- **Problem**: Go through the records underneath and write each one out again exactly.

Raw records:
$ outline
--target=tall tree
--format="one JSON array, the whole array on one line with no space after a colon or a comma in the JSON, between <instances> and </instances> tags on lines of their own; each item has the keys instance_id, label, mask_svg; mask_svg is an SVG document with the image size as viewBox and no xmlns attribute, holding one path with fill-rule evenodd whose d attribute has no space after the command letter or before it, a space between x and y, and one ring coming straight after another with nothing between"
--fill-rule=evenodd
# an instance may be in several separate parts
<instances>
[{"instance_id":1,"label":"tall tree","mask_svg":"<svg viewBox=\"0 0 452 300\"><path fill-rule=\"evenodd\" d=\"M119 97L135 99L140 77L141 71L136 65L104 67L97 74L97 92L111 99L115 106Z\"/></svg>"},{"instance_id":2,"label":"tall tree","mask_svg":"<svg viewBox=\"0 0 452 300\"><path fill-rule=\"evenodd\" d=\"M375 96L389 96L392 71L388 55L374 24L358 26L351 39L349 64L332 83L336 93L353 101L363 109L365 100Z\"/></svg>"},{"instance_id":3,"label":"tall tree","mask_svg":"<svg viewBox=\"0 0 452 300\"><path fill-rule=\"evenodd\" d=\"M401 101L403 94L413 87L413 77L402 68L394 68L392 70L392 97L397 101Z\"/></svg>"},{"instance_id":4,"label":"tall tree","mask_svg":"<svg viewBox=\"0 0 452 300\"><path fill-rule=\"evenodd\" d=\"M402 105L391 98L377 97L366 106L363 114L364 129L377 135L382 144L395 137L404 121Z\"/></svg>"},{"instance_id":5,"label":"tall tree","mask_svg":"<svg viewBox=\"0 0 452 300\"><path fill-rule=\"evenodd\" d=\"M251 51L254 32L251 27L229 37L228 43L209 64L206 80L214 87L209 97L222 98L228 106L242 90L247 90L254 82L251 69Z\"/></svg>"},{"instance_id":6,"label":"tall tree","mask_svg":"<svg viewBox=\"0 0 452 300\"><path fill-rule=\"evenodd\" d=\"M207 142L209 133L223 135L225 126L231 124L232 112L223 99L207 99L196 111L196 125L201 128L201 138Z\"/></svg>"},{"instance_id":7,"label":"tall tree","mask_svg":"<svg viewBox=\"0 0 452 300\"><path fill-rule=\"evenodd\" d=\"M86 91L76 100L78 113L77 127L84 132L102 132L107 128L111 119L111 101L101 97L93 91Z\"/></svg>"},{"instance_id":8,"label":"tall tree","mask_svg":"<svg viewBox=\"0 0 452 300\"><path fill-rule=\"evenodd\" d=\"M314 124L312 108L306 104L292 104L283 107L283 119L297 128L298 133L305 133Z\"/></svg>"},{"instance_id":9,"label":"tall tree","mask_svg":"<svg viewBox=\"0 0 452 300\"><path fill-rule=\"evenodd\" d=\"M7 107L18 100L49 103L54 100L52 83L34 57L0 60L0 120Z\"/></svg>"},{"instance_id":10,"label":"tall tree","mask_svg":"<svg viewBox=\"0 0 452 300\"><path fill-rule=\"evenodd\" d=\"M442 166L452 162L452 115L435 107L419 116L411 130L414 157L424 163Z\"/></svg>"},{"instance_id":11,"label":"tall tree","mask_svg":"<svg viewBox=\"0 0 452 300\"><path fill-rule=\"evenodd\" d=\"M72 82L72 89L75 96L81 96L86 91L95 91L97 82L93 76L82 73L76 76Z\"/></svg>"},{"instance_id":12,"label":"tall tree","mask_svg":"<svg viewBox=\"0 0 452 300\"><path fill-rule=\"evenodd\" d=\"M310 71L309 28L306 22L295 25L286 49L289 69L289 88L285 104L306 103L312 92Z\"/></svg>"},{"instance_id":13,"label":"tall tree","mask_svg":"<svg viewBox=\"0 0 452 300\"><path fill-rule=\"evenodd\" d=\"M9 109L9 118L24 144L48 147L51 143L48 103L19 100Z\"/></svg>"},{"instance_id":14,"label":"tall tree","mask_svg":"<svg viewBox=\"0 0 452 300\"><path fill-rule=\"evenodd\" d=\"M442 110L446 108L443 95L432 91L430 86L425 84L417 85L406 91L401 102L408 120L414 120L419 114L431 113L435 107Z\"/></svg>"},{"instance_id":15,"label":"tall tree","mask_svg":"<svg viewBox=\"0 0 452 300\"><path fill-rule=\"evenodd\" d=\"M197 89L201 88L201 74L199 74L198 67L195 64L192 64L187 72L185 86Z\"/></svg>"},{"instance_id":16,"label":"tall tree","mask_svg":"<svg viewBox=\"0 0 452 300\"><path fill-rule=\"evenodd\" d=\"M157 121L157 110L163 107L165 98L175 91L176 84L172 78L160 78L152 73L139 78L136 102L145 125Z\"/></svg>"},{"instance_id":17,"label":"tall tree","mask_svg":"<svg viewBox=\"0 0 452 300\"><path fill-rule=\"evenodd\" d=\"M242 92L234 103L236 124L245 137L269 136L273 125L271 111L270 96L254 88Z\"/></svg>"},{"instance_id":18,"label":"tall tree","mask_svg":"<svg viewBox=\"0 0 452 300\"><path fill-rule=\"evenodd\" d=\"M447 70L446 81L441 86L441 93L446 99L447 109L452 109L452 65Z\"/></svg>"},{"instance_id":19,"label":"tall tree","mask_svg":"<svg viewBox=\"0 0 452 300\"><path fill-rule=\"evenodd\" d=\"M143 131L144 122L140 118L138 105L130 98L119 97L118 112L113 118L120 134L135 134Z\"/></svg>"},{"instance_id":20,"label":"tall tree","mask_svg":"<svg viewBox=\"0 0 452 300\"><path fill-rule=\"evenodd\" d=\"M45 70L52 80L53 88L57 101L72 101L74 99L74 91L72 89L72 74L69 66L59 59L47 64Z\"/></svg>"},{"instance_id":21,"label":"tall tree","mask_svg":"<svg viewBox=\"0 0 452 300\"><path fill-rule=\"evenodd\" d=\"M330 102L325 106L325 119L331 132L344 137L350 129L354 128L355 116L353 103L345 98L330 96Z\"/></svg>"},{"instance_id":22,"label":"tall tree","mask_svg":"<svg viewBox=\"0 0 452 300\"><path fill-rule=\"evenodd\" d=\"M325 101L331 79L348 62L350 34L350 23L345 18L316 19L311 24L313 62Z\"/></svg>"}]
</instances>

- **Response for this exercise**:
$ outline
--target=tall tree
--format="one JSON array, the whole array on one line with no space after a colon or a comma in the JSON, between <instances> and </instances> tags on lines of their own; each item has the keys instance_id, label, mask_svg; mask_svg is an SVG document with the image size as viewBox and no xmlns attribute, holding one path with fill-rule evenodd whose d attribute has no space after the command letter or before it, a space between x and y, and one ring coming straight after another with nothing between"
--fill-rule=evenodd
# an instance may be in several separate parts
<instances>
[{"instance_id":1,"label":"tall tree","mask_svg":"<svg viewBox=\"0 0 452 300\"><path fill-rule=\"evenodd\" d=\"M119 97L135 99L140 77L141 71L136 65L104 67L97 74L97 92L111 99L115 106Z\"/></svg>"},{"instance_id":2,"label":"tall tree","mask_svg":"<svg viewBox=\"0 0 452 300\"><path fill-rule=\"evenodd\" d=\"M375 96L389 96L392 71L388 55L374 24L358 26L351 39L349 64L332 83L336 93L353 101L363 109L365 100Z\"/></svg>"},{"instance_id":3,"label":"tall tree","mask_svg":"<svg viewBox=\"0 0 452 300\"><path fill-rule=\"evenodd\" d=\"M401 101L403 94L413 87L413 77L402 68L394 68L392 70L392 97L397 101Z\"/></svg>"},{"instance_id":4,"label":"tall tree","mask_svg":"<svg viewBox=\"0 0 452 300\"><path fill-rule=\"evenodd\" d=\"M402 105L391 98L377 97L366 106L363 114L364 129L377 135L382 144L395 137L404 121Z\"/></svg>"},{"instance_id":5,"label":"tall tree","mask_svg":"<svg viewBox=\"0 0 452 300\"><path fill-rule=\"evenodd\" d=\"M251 51L254 32L251 27L229 37L228 43L209 64L206 80L214 87L209 97L222 98L228 106L242 90L247 90L254 82L251 69Z\"/></svg>"},{"instance_id":6,"label":"tall tree","mask_svg":"<svg viewBox=\"0 0 452 300\"><path fill-rule=\"evenodd\" d=\"M207 142L209 133L223 135L225 126L231 124L232 112L223 99L207 99L196 111L196 125L201 128L201 138Z\"/></svg>"},{"instance_id":7,"label":"tall tree","mask_svg":"<svg viewBox=\"0 0 452 300\"><path fill-rule=\"evenodd\" d=\"M86 91L76 100L78 113L77 127L84 132L102 132L107 128L111 119L111 101L101 97L93 91Z\"/></svg>"},{"instance_id":8,"label":"tall tree","mask_svg":"<svg viewBox=\"0 0 452 300\"><path fill-rule=\"evenodd\" d=\"M314 124L312 108L306 104L292 104L283 107L283 119L297 128L298 133L305 133Z\"/></svg>"},{"instance_id":9,"label":"tall tree","mask_svg":"<svg viewBox=\"0 0 452 300\"><path fill-rule=\"evenodd\" d=\"M7 107L18 100L49 103L54 100L52 83L34 57L0 60L0 120Z\"/></svg>"},{"instance_id":10,"label":"tall tree","mask_svg":"<svg viewBox=\"0 0 452 300\"><path fill-rule=\"evenodd\" d=\"M442 166L452 162L452 115L435 107L419 116L411 130L414 157L424 163Z\"/></svg>"},{"instance_id":11,"label":"tall tree","mask_svg":"<svg viewBox=\"0 0 452 300\"><path fill-rule=\"evenodd\" d=\"M72 82L72 89L75 96L81 96L86 91L95 91L97 82L93 76L82 73L76 76Z\"/></svg>"},{"instance_id":12,"label":"tall tree","mask_svg":"<svg viewBox=\"0 0 452 300\"><path fill-rule=\"evenodd\" d=\"M310 71L309 28L306 22L295 25L286 49L289 69L289 88L285 104L306 103L312 92Z\"/></svg>"},{"instance_id":13,"label":"tall tree","mask_svg":"<svg viewBox=\"0 0 452 300\"><path fill-rule=\"evenodd\" d=\"M9 109L9 118L24 144L48 147L51 143L48 103L19 100Z\"/></svg>"},{"instance_id":14,"label":"tall tree","mask_svg":"<svg viewBox=\"0 0 452 300\"><path fill-rule=\"evenodd\" d=\"M442 110L446 108L443 95L432 91L430 86L425 84L417 85L406 91L401 102L408 120L414 120L419 114L431 113L435 107Z\"/></svg>"},{"instance_id":15,"label":"tall tree","mask_svg":"<svg viewBox=\"0 0 452 300\"><path fill-rule=\"evenodd\" d=\"M197 89L201 88L201 74L199 74L198 67L195 64L192 64L187 72L185 86Z\"/></svg>"},{"instance_id":16,"label":"tall tree","mask_svg":"<svg viewBox=\"0 0 452 300\"><path fill-rule=\"evenodd\" d=\"M157 121L157 110L163 107L165 98L175 91L176 84L172 78L160 78L152 73L139 78L136 102L145 125Z\"/></svg>"},{"instance_id":17,"label":"tall tree","mask_svg":"<svg viewBox=\"0 0 452 300\"><path fill-rule=\"evenodd\" d=\"M242 92L234 103L236 124L245 137L269 136L273 125L271 111L270 96L254 88Z\"/></svg>"},{"instance_id":18,"label":"tall tree","mask_svg":"<svg viewBox=\"0 0 452 300\"><path fill-rule=\"evenodd\" d=\"M447 70L446 81L441 86L441 93L446 99L447 109L452 109L452 65Z\"/></svg>"},{"instance_id":19,"label":"tall tree","mask_svg":"<svg viewBox=\"0 0 452 300\"><path fill-rule=\"evenodd\" d=\"M143 131L144 122L140 118L138 105L130 98L119 97L118 112L113 118L120 134L135 134Z\"/></svg>"},{"instance_id":20,"label":"tall tree","mask_svg":"<svg viewBox=\"0 0 452 300\"><path fill-rule=\"evenodd\" d=\"M45 70L52 80L53 88L57 101L72 101L74 99L74 91L72 89L72 74L69 66L59 59L47 64Z\"/></svg>"},{"instance_id":21,"label":"tall tree","mask_svg":"<svg viewBox=\"0 0 452 300\"><path fill-rule=\"evenodd\" d=\"M330 102L325 106L325 119L331 132L344 137L350 129L354 128L355 116L353 103L345 98L330 96Z\"/></svg>"},{"instance_id":22,"label":"tall tree","mask_svg":"<svg viewBox=\"0 0 452 300\"><path fill-rule=\"evenodd\" d=\"M325 101L331 79L348 62L350 34L350 23L345 18L316 19L311 24L313 62Z\"/></svg>"}]
</instances>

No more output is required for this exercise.